Entretanto, outra gesto surpreendente: Jesus toma o pão e o vinho e torna-Se presente naquele alimento, oferece-O ao Pai em oração, afirma que é Nova e eterna Aliança que Deus agora estabelece com a humanidade, e entrega-O aos seus discípulos, “tomai e bebei”, com a responsabilidade de continuarem a celebrarem daquele modo aquela Ceia: “Fazei isto em memória de mim”.
“Ao instituir o sacramento da Eucaristia, Jesus antecipa e implica o sacrifício da cruz e a vitória da ressurreição; ao mesmo tempo, revela-se como o verdadeiro Cordeiro imolado” (SC 10). A morte de Jesus, violenta e injusta, havia de tornar-se num ato supremo de Amor, que os discípulos deveriam continuar a celebrar na Eucaristia em sua memória.
Meus irmãos, a Igreja nasce do Amor fiel de Jesus, que celebramos na Eucaristia. E como escutámos na segunda Leitura (1Cor 11,23-26), S. Paulo ensina como deve ser celebrada a Eucaristia por fidelidade ao Senhor.
Estamos perante o grande tesouro espiritual da Igreja que todos os cristãos são chamados a reconhecer, a aprofundar e a beneficiar. A este propósito referencio duas dimensões pastorais:
No passado ano pastoral os presbíteros da nossa Diocese promoveram uma formação e reflexão acerca do Batismo da qual resultou uma proposta que está prestes a ser implementada na preparação dos Batismos. Este ano pastoral, o sacramento que será motivo de reflexão será a Confirmação ou Crisma. Esta informação vem a propósito para salientar que os três sacramentos da iniciação cristã (Batismo, Crisma e Eucaristia), convergem na Eucaristia. Não faz sentido uma caminhada catequética para receber o Crisma com abandono da Eucaristia. O objetivo da catequese é que cada cristão seja enriquecido com os dons de Deus e apto para viver a vida exatamente como um cristão amado e empenhado com a vida, na família, na Igreja e na edificação da sociedade.

§ **AMOSTRA DE DADOS**
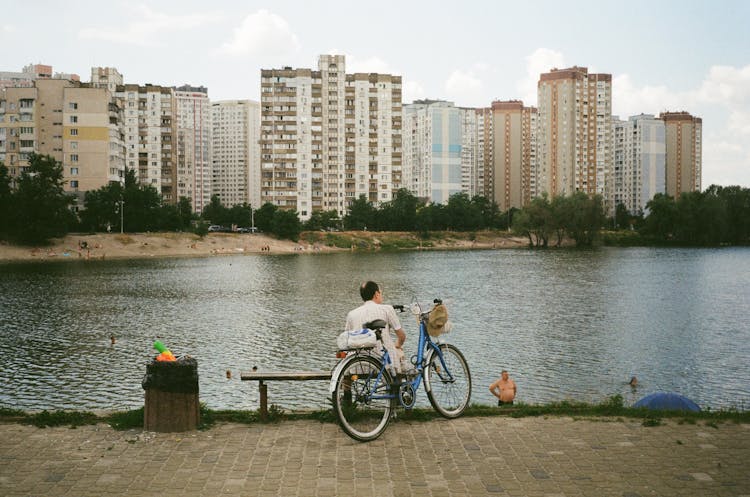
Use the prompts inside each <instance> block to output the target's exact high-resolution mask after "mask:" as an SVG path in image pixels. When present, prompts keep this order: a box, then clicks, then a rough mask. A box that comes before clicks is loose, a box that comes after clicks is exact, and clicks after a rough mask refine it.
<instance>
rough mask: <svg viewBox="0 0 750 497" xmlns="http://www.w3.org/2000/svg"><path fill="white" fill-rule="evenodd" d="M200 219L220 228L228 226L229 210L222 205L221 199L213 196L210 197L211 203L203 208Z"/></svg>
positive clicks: (230, 222)
mask: <svg viewBox="0 0 750 497" xmlns="http://www.w3.org/2000/svg"><path fill="white" fill-rule="evenodd" d="M201 217H202V218H203V219H204V220H205V221H208V222H210V223H211V224H219V225H222V226H229V225H230V224H231V219H230V215H229V209H227V208H226V207H224V206H223V205H222V203H221V198H220V197H219V196H218V195H215V194H214V195H211V202H209V204H208V205H207V206H205V207H204V208H203V211H202V212H201Z"/></svg>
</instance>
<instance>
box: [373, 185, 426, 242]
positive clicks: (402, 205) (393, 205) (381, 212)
mask: <svg viewBox="0 0 750 497" xmlns="http://www.w3.org/2000/svg"><path fill="white" fill-rule="evenodd" d="M419 207H420V202H419V199H418V198H417V197H415V196H414V195H412V194H411V192H409V190H407V189H405V188H401V189H400V190H398V191H397V192H396V194H395V195H394V196H393V200H391V201H390V202H388V203H386V204H385V205H383V206H382V207H381V208H380V209H379V213H378V226H377V227H378V228H379V229H382V230H389V231H414V230H415V229H416V227H417V209H418V208H419Z"/></svg>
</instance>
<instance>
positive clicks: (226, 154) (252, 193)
mask: <svg viewBox="0 0 750 497" xmlns="http://www.w3.org/2000/svg"><path fill="white" fill-rule="evenodd" d="M211 112H212V127H213V132H212V137H211V140H212V144H213V146H212V149H211V160H212V163H213V185H212V187H213V193H214V194H216V195H219V198H220V199H221V203H222V205H224V206H225V207H232V206H234V205H239V204H244V203H248V204H250V205H252V206H253V208H258V207H260V148H259V145H258V140H259V139H260V103H259V102H254V101H252V100H224V101H218V102H212V103H211Z"/></svg>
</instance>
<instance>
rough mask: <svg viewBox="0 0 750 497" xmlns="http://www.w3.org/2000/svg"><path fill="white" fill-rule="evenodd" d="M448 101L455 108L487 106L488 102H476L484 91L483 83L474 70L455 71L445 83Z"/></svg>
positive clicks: (457, 69) (454, 71) (478, 75)
mask: <svg viewBox="0 0 750 497" xmlns="http://www.w3.org/2000/svg"><path fill="white" fill-rule="evenodd" d="M445 91H446V93H447V94H448V100H450V101H452V102H454V103H455V104H456V105H457V106H461V107H463V106H470V105H475V106H487V105H489V102H481V101H478V100H477V99H478V98H481V95H482V93H483V91H484V83H483V82H482V79H481V77H480V76H479V75H477V74H476V72H475V71H474V69H470V70H468V71H464V70H460V69H457V70H455V71H453V72H452V73H451V75H450V76H449V77H448V79H447V80H446V82H445Z"/></svg>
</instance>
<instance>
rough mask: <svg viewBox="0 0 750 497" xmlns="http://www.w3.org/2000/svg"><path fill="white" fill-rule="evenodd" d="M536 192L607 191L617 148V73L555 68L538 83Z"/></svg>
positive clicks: (544, 73)
mask: <svg viewBox="0 0 750 497" xmlns="http://www.w3.org/2000/svg"><path fill="white" fill-rule="evenodd" d="M537 95H538V98H537V102H538V125H537V133H538V141H537V143H538V150H537V157H536V159H537V171H536V190H537V192H536V193H537V195H538V194H541V193H542V192H548V193H549V194H550V195H551V196H555V195H570V194H572V193H574V192H577V191H582V192H585V193H588V194H600V195H603V196H606V195H607V191H609V190H611V188H610V189H608V187H607V181H608V178H609V171H610V169H611V167H612V162H613V148H612V124H611V120H612V75H611V74H589V73H588V69H587V68H585V67H571V68H567V69H552V70H551V71H550V72H548V73H543V74H542V75H541V76H540V79H539V83H538V87H537Z"/></svg>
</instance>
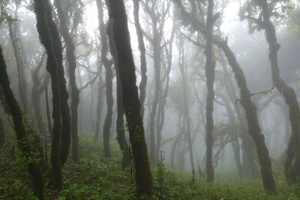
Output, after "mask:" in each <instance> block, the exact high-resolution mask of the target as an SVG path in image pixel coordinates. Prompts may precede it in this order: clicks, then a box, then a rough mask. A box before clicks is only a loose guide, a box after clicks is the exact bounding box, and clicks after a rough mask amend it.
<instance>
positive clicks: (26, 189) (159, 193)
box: [0, 135, 300, 200]
mask: <svg viewBox="0 0 300 200" xmlns="http://www.w3.org/2000/svg"><path fill="white" fill-rule="evenodd" d="M11 149H12V144H6V146H5V147H4V148H3V149H0V200H2V199H3V200H5V199H12V200H18V199H20V200H23V199H26V200H31V199H32V200H33V199H37V198H36V197H34V196H33V194H32V188H31V181H30V176H29V175H28V173H27V170H26V168H25V167H24V166H25V163H26V160H22V159H18V158H17V159H15V160H13V159H12V151H11ZM111 151H112V155H113V157H112V158H110V159H105V158H104V156H103V153H102V143H101V142H100V141H99V142H94V141H93V138H92V137H88V136H82V135H81V138H80V156H81V161H80V163H79V164H74V163H72V161H71V160H69V161H68V162H67V163H66V165H65V166H64V168H63V176H64V186H63V190H62V191H61V192H59V193H57V192H54V191H53V190H51V189H50V188H48V189H47V198H48V199H58V200H77V199H78V200H84V199H95V200H102V199H103V200H109V199H111V200H118V199H120V200H126V199H128V200H132V199H136V198H135V185H134V183H133V178H132V175H131V174H132V170H130V169H127V170H125V171H124V170H122V169H121V168H120V161H119V160H120V157H121V154H120V151H119V148H118V145H117V142H115V141H113V142H112V144H111ZM153 181H154V197H153V198H152V199H166V200H172V199H174V200H193V199H195V200H196V199H197V200H205V199H206V200H235V199H236V200H265V199H274V200H275V199H282V200H296V199H300V186H299V185H295V186H288V185H287V184H286V182H285V180H284V177H283V176H282V175H279V176H277V177H276V185H277V191H278V193H277V194H276V195H272V196H268V195H267V194H266V192H265V191H264V189H263V185H262V182H261V180H259V179H258V180H253V179H251V180H241V179H222V180H216V181H215V183H214V184H209V183H206V182H205V179H204V178H203V177H199V176H196V177H195V178H192V175H191V174H190V173H183V172H178V171H174V170H172V169H170V168H169V167H167V166H166V164H164V160H163V158H161V160H160V161H159V164H158V165H157V166H156V167H154V168H153Z"/></svg>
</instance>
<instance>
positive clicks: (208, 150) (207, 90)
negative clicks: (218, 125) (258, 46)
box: [205, 0, 215, 182]
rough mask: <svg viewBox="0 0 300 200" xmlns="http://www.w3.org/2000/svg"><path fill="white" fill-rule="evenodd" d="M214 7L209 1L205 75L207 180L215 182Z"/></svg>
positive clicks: (214, 80) (206, 23) (207, 10)
mask: <svg viewBox="0 0 300 200" xmlns="http://www.w3.org/2000/svg"><path fill="white" fill-rule="evenodd" d="M213 7H214V1H213V0H209V1H208V8H207V18H206V30H207V34H206V48H205V54H206V63H205V75H206V85H207V97H206V175H207V177H206V181H207V182H214V167H213V161H212V153H213V152H212V151H213V143H214V139H213V135H212V131H213V128H214V120H213V110H214V107H213V105H214V96H215V94H214V82H215V61H214V60H213V59H214V58H213V49H212V36H213V24H214V22H213Z"/></svg>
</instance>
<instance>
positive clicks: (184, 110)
mask: <svg viewBox="0 0 300 200" xmlns="http://www.w3.org/2000/svg"><path fill="white" fill-rule="evenodd" d="M181 43H182V42H181ZM180 46H181V47H183V46H182V45H180ZM179 57H180V58H179V62H178V63H179V70H180V73H181V76H182V85H183V91H182V92H183V104H184V105H183V107H184V109H183V110H184V122H183V123H184V124H185V127H186V133H185V136H186V137H187V141H188V147H189V148H188V149H189V152H190V162H191V169H192V176H193V178H194V177H195V164H194V155H193V143H192V136H191V134H192V133H191V124H190V115H189V107H188V103H189V101H188V93H187V91H188V86H187V81H186V80H187V79H188V77H186V73H185V69H184V67H185V66H184V64H185V60H184V58H185V51H184V48H179ZM184 131H185V129H184Z"/></svg>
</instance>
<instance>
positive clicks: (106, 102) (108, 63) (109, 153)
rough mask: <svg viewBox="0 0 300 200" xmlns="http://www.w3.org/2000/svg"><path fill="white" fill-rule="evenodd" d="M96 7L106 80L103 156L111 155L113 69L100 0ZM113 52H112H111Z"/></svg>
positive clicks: (107, 156)
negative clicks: (110, 148) (105, 101)
mask: <svg viewBox="0 0 300 200" xmlns="http://www.w3.org/2000/svg"><path fill="white" fill-rule="evenodd" d="M96 2H97V9H98V20H99V33H100V39H101V44H102V48H101V61H102V63H103V65H104V68H105V82H106V104H107V113H106V117H105V121H104V125H103V146H104V155H105V157H107V158H109V157H111V152H110V146H109V137H110V135H111V134H110V132H111V131H110V129H111V123H112V115H113V102H114V99H113V71H112V64H113V60H110V59H108V58H107V53H108V37H107V35H106V33H105V26H104V20H103V8H102V0H97V1H96ZM112 54H113V53H112Z"/></svg>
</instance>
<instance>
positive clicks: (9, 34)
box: [8, 11, 28, 113]
mask: <svg viewBox="0 0 300 200" xmlns="http://www.w3.org/2000/svg"><path fill="white" fill-rule="evenodd" d="M16 12H17V11H16ZM16 17H17V16H16ZM17 23H19V22H18V21H17V20H13V19H11V18H8V27H9V36H10V39H11V43H12V47H13V51H14V54H15V59H16V64H17V71H18V86H19V95H20V100H21V104H22V107H23V109H24V112H25V113H26V112H27V109H28V101H27V84H26V79H25V72H24V68H25V65H24V59H23V57H22V54H21V52H20V51H21V50H22V48H21V45H20V41H19V39H18V38H17V34H19V32H20V31H19V25H18V24H17Z"/></svg>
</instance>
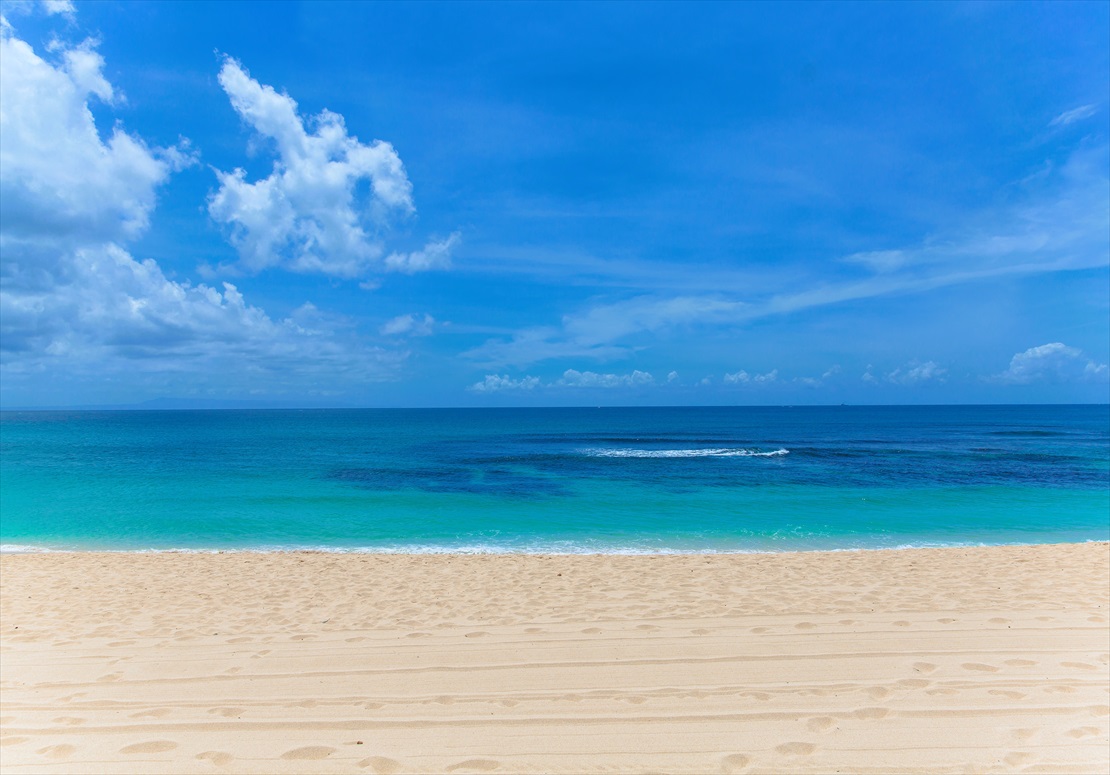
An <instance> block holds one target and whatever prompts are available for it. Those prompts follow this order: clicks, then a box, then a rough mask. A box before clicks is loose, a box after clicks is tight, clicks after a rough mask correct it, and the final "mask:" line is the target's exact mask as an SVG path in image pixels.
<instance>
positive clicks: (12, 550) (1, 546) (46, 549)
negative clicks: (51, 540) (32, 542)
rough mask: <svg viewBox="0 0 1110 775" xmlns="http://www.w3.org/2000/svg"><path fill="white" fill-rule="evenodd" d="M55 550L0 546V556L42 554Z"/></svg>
mask: <svg viewBox="0 0 1110 775" xmlns="http://www.w3.org/2000/svg"><path fill="white" fill-rule="evenodd" d="M53 551H56V550H52V548H47V547H46V546H29V545H28V544H0V554H43V553H47V552H53Z"/></svg>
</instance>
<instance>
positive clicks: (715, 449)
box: [581, 446, 790, 457]
mask: <svg viewBox="0 0 1110 775" xmlns="http://www.w3.org/2000/svg"><path fill="white" fill-rule="evenodd" d="M581 452H582V453H583V454H585V455H588V456H591V457H781V456H783V455H788V454H790V451H789V450H769V451H761V450H746V449H740V447H724V446H717V447H706V449H699V450H634V449H618V450H609V449H589V450H581Z"/></svg>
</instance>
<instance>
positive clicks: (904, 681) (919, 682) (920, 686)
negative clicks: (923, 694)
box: [898, 678, 932, 688]
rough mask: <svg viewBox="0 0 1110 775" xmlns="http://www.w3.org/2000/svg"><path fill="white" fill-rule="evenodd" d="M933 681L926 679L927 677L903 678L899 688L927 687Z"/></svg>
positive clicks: (899, 681) (898, 686)
mask: <svg viewBox="0 0 1110 775" xmlns="http://www.w3.org/2000/svg"><path fill="white" fill-rule="evenodd" d="M930 683H932V682H931V681H926V680H925V678H902V680H901V681H899V682H898V687H899V688H925V687H926V686H928V685H929V684H930Z"/></svg>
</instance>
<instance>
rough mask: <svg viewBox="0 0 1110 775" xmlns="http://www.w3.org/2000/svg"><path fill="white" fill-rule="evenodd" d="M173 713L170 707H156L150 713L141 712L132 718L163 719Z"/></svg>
mask: <svg viewBox="0 0 1110 775" xmlns="http://www.w3.org/2000/svg"><path fill="white" fill-rule="evenodd" d="M171 713H172V711H170V708H168V707H155V708H152V709H150V711H141V712H140V713H132V714H131V716H130V717H131V718H162V717H163V716H168V715H170V714H171Z"/></svg>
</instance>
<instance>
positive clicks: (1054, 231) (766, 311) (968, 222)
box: [463, 147, 1110, 368]
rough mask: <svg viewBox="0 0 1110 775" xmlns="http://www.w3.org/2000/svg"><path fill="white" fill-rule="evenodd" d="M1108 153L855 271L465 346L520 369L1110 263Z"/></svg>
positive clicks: (606, 317) (527, 326)
mask: <svg viewBox="0 0 1110 775" xmlns="http://www.w3.org/2000/svg"><path fill="white" fill-rule="evenodd" d="M1108 157H1110V148H1107V147H1101V148H1097V149H1083V150H1080V151H1077V152H1074V153H1072V154H1071V157H1070V158H1069V159H1068V160H1067V162H1066V163H1063V164H1062V165H1060V167H1059V168H1053V169H1052V170H1051V171H1050V175H1049V178H1050V180H1048V181H1043V182H1042V183H1041V188H1040V189H1039V190H1038V191H1036V192H1030V193H1029V194H1028V195H1027V197H1026V198H1025V199H1023V200H1021V201H1019V202H1018V203H1016V204H1012V205H1010V207H1007V208H1005V209H1000V210H997V211H990V212H982V213H979V214H978V217H977V218H976V219H972V220H971V221H969V222H968V223H967V224H966V225H965V227H962V228H961V229H952V230H950V231H948V232H946V233H938V234H935V235H931V236H929V238H928V239H926V240H922V241H921V242H919V243H916V244H908V245H900V246H891V248H886V249H881V250H875V251H868V252H862V253H855V254H851V255H848V256H845V258H842V259H839V263H840V264H841V265H844V266H845V268H855V272H848V276H841V278H840V279H838V280H821V279H817V278H815V276H810V275H806V274H804V273H803V274H801V275H798V274H797V273H796V272H795V271H794V270H793V269H791V270H789V271H787V272H784V273H781V274H779V275H777V276H771V275H764V276H761V278H759V279H758V280H754V279H753V278H747V279H746V280H747V281H749V282H747V284H746V286H745V288H730V286H729V283H728V282H727V281H723V275H720V274H715V273H708V274H706V276H705V279H704V280H703V285H702V289H703V290H702V292H696V291H694V292H688V293H683V294H675V295H666V294H663V293H658V292H657V293H652V294H639V295H634V296H630V298H627V299H618V300H616V301H597V302H594V303H593V304H588V305H586V306H584V308H583V309H581V310H578V311H575V312H572V313H568V314H566V315H564V316H563V319H562V321H561V324H558V325H539V326H527V328H524V329H521V330H518V331H516V332H515V333H514V334H513V335H512V336H509V338H508V339H504V338H501V339H491V340H488V341H486V342H485V343H483V344H481V345H478V346H476V348H473V349H471V350H470V351H467V352H465V353H463V355H464V356H465V358H468V359H473V360H475V361H478V362H481V363H484V364H486V365H491V366H515V368H523V366H527V365H529V364H532V363H537V362H541V361H545V360H553V359H563V358H592V359H596V360H599V361H605V360H612V359H616V358H626V356H628V355H630V354H632V353H633V352H636V351H637V350H638V349H642V348H644V346H649V345H650V344H652V343H653V342H654V341H656V340H657V339H658V335H659V334H663V333H666V332H668V331H672V330H675V329H677V328H686V329H689V330H693V329H697V328H704V329H726V330H727V329H729V328H739V326H741V325H744V324H746V323H748V322H750V321H754V320H759V319H764V318H770V316H776V315H791V314H795V313H798V312H803V311H805V310H811V309H817V308H821V306H829V305H835V304H844V303H847V302H856V301H861V300H867V299H877V298H881V296H889V295H899V294H915V293H927V292H930V291H935V290H938V289H942V288H949V286H953V285H962V284H970V283H977V282H985V281H989V280H995V279H998V278H1003V276H1012V275H1022V274H1025V275H1036V274H1051V273H1057V272H1070V271H1079V270H1086V269H1096V268H1103V266H1107V265H1110V177H1108V173H1107V159H1108ZM683 273H684V274H685V276H686V279H685V280H684V281H683V282H684V283H686V284H687V285H688V284H689V283H690V282H692V278H693V282H695V283H696V279H697V278H698V276H700V275H699V273H698V272H696V271H694V272H692V271H690V269H689V268H688V266H685V268H683ZM852 273H855V274H856V275H857V276H854V278H852V276H850V275H851V274H852ZM726 276H727V275H726ZM646 334H654V336H646Z"/></svg>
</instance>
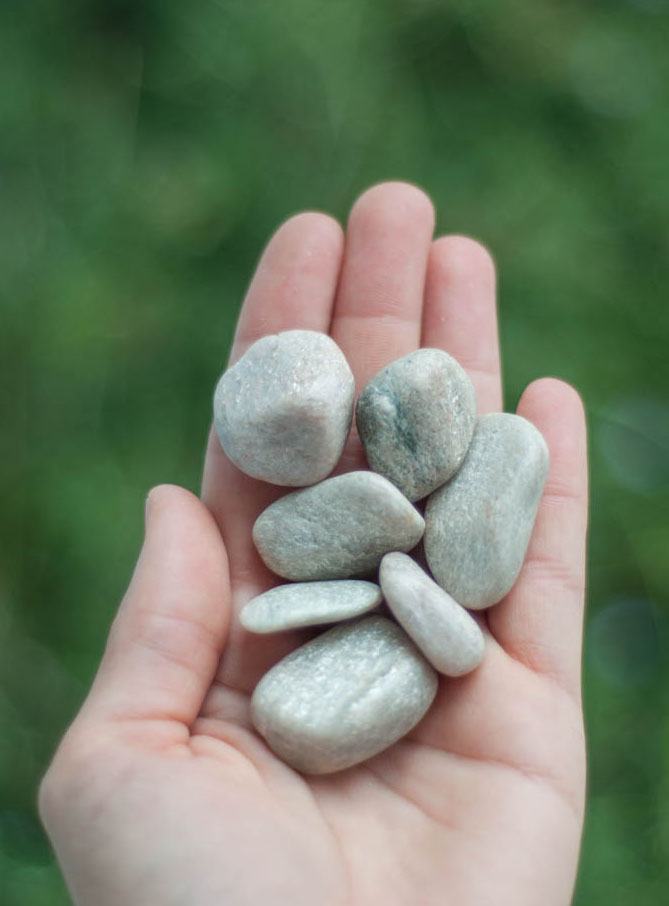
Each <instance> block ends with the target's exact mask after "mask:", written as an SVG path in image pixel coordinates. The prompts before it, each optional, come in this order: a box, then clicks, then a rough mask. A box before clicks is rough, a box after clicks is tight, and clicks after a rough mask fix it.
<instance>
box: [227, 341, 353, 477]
mask: <svg viewBox="0 0 669 906" xmlns="http://www.w3.org/2000/svg"><path fill="white" fill-rule="evenodd" d="M354 392H355V382H354V379H353V374H352V373H351V369H350V368H349V366H348V363H347V361H346V359H345V358H344V355H343V353H342V352H341V350H340V349H339V347H338V346H337V344H336V343H335V342H334V340H332V339H330V337H328V336H327V335H326V334H323V333H317V332H316V331H313V330H289V331H286V332H285V333H280V334H278V335H276V336H267V337H263V338H262V339H261V340H258V341H257V342H256V343H254V344H253V345H252V346H251V347H250V348H249V349H248V350H247V351H246V352H245V354H244V355H243V356H242V357H241V359H240V360H239V361H238V362H237V363H236V364H235V365H233V367H232V368H230V369H229V370H228V371H226V372H225V374H224V375H223V376H222V378H221V379H220V381H219V383H218V386H217V387H216V393H215V395H214V424H215V426H216V432H217V434H218V437H219V440H220V442H221V446H222V447H223V449H224V450H225V453H226V455H227V456H228V457H229V459H231V460H232V462H233V463H234V464H235V465H236V466H237V467H238V468H239V469H241V470H242V471H243V472H245V473H246V474H247V475H250V476H251V477H253V478H259V479H261V480H262V481H268V482H271V483H273V484H278V485H286V486H290V487H304V486H306V485H310V484H315V483H316V482H317V481H321V480H322V479H323V478H325V477H326V476H327V475H329V474H330V472H331V471H332V470H333V469H334V467H335V465H336V464H337V461H338V459H339V457H340V456H341V452H342V450H343V448H344V444H345V443H346V438H347V437H348V432H349V428H350V426H351V420H352V415H353V398H354Z"/></svg>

§ **TAREFA 1**
Enumere os sacramentos da iniciação cristã indicados no texto em estudo.
§ **TAREFA 2**
Reproduza o trecho do texto em estudo entre "Meus irmãos, a" e "fidelidade ao Senhor.", inclusive, substituindo "S. Paulo" por "São Paulo".
§ **TAREFA 3**
Responda às perguntas seguintes com base no texto em estudo.
(a) Em que havia de tornar-se a morte de Jesus?
(b) Que passagem bíblica é indicada para a segunda Leitura?
(c) Sobre que sacramento promoveram os presbíteros da Diocese uma formação e reflexão no passado ano pastoral?
Os dados provêm de outra fonte.

§ **RESOLUÇÃO ESCRITA 1**
Batismo, Crisma e Eucaristia.

§ **RESOLUÇÃO ESCRITA 2**
Meus irmãos, a Igreja nasce do Amor fiel de Jesus, que celebramos na Eucaristia. E como escutámos na segunda Leitura (1Cor 11,23-26), São Paulo ensina como deve ser celebrada a Eucaristia por fidelidade ao Senhor.

§ **RESOLUÇÃO ESCRITA 3**
(a) Num ato supremo de Amor.
(b) 1Cor 11,23-26.
(c) Sobre o Batismo.